## EXTRACT

+ + + + +

Bruins send medical textbooks to Iraq

By Cynthia Lee

They trickled in from across the country, from nearly every major medical center where UCLA-trained physicians work, and from the campus health-care community. Used medical textbooks — more than 2,000 in all — filled cardboard boxes to overflowing at their collection point, the offices of the UCLA Medical Alumni Association at the Geffen School of Medicine.

But that wasn't their final destination.

On Thursday, Sept. 6, ROTC cadets from UCLA and Cal State University, Northridge loaded all the boxes of donated books onto an Army Humvee to start the first leg of their journey to Tikrit, Iraq.

Waiting there is Major Laura Pacha, a 1998 Geffen graduate, who put out a plea to the alumni association and Bruins for used medical texts for Iraqi's medical community after she saw the severe strain the war and the ongoing fight against the insurgency have put on Iraq's meager medical resources.

Maj. Pacha, who works as the preventive medicine officer for Northern Iraq, has become increasingly involved in working with local Iraqi physicians to help them rebuild the public medical care system. At the outbreak of the war, looting was rampant, even at Iraq’s hospitals. "They took beds, medical equipment and things you’d think no one would want, perhaps with the thought that these things could be sold," said Patrice Healey, a physician and board member of the medical association who talked to Pacha.

Photo by Reed Hutchinson.

Medical libraries were stripped of books. So any used texts — Iraqi doctors consider anything that was published after 1994 as current — would be of such value that they would "improve the lives of Iraqi citizens for generations," said Healey. The physician, who wrote a medical bestseller, "Common Medical Diagnoses," with Edwin Jacobson, clinical professor of medicine at UCLA, added to the collection copies of their book, which is now available in six languages.

Response from physicians to "Books Without Borders," as the medical text campaign was called, has been overwhelming, Healey said. When the cost of shipping so many weighty volumes to UCLA became a consideration, one alumna, the chief resident of medicine at Stanford, decided to pack her car with books and drive down to UCLA on her day off to deliver them.

+ + + + +

## WORK TASK
Answer these questions from the article on textbooks sent to Iraq.
1. How many used medical textbooks were collected?
2. What job does Maj. Laura Pacha hold?
3. Which books do Iraqi doctors consider current?

## GIVEN DATA

+ + + + +

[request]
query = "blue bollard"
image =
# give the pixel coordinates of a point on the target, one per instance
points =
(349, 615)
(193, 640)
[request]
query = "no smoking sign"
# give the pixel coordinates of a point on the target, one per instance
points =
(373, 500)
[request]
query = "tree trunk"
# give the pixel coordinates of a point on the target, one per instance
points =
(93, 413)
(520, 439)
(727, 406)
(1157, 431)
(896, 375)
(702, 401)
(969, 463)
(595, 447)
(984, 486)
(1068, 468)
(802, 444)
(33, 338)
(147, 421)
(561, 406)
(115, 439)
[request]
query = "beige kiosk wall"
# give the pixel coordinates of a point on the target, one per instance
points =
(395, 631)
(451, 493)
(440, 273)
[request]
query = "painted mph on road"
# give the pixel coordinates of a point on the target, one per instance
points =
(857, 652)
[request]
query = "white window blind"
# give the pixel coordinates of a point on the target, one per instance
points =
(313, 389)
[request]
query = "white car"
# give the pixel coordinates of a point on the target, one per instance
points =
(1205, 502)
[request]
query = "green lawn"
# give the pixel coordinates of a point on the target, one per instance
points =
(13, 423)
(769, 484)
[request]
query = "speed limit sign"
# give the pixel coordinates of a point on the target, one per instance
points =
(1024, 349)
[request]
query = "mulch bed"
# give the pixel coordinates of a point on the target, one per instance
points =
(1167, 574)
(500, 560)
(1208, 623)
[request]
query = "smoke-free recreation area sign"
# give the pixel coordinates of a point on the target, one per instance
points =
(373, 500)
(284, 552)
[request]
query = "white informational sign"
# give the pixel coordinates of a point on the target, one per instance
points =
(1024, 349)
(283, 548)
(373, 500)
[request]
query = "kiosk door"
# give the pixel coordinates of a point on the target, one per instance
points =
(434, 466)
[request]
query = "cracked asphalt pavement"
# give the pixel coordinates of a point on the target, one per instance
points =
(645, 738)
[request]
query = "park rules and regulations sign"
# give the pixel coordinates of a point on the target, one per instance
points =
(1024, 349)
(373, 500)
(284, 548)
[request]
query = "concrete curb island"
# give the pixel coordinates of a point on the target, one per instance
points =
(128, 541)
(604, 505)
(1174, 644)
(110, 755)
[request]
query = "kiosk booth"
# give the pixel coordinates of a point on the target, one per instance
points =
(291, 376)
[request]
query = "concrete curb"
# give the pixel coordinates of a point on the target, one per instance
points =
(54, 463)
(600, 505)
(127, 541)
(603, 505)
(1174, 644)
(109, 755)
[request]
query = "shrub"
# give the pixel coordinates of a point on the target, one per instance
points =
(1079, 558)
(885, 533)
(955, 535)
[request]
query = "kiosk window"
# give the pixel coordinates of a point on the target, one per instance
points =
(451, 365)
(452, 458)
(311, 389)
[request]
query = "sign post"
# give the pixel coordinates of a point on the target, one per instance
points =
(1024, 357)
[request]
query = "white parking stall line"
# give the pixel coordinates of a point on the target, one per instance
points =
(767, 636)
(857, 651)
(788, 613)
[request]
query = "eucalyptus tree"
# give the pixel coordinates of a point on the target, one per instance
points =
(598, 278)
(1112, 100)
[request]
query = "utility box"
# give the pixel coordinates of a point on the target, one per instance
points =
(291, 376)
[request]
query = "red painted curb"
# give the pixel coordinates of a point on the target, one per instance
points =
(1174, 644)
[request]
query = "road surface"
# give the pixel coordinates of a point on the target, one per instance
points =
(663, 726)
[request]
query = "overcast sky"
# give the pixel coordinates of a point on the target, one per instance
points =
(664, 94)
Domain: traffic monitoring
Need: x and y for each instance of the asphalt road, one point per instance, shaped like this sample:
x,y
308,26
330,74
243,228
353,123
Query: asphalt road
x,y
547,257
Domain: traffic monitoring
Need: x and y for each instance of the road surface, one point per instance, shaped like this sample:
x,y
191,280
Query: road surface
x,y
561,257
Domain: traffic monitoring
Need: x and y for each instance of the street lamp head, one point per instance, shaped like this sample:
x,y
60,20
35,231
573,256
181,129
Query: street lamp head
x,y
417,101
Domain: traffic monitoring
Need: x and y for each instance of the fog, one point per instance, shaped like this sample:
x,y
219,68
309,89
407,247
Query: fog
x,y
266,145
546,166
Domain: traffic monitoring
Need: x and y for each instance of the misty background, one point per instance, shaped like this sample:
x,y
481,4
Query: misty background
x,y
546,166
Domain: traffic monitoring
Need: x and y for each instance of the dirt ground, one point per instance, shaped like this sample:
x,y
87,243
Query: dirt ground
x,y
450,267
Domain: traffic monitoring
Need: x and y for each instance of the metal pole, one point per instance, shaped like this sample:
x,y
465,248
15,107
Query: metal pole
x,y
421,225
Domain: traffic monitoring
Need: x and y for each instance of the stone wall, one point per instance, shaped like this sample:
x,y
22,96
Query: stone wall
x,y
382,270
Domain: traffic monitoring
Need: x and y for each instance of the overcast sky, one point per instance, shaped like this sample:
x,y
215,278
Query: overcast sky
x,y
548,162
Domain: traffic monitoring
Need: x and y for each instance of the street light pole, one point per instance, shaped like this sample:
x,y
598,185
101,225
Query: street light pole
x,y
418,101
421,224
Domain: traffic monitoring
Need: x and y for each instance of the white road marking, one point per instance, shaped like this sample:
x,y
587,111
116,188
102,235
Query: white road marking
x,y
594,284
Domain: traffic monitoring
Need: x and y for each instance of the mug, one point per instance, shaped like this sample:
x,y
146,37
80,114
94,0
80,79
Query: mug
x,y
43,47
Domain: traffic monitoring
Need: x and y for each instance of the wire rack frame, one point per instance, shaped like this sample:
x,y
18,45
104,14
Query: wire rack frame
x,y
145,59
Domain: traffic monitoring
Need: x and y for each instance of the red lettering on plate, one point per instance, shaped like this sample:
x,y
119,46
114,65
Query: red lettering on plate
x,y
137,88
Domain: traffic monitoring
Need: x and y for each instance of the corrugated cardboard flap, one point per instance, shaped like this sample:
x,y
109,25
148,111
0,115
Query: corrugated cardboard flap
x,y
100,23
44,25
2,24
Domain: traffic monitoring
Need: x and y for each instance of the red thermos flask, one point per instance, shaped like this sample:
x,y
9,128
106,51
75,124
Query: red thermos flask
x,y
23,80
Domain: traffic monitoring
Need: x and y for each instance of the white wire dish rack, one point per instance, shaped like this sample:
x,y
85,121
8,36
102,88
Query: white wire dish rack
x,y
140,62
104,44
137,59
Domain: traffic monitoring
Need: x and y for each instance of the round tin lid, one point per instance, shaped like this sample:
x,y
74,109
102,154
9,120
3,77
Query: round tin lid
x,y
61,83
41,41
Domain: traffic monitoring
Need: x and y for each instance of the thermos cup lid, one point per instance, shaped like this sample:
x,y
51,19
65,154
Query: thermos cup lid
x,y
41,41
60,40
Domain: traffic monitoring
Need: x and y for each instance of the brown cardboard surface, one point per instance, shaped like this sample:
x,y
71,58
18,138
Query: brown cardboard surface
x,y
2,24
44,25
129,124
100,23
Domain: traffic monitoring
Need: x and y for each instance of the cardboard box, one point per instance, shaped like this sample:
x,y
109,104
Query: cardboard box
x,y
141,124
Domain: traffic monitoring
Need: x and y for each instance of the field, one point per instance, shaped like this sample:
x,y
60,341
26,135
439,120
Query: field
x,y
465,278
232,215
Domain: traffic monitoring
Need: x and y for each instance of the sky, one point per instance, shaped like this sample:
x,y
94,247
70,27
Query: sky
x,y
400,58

+ + + + +

## WRITTEN RESPONSE
1. More than 2,000.
2. Preventive medicine officer for Northern Iraq.
3. Anything published after 1994.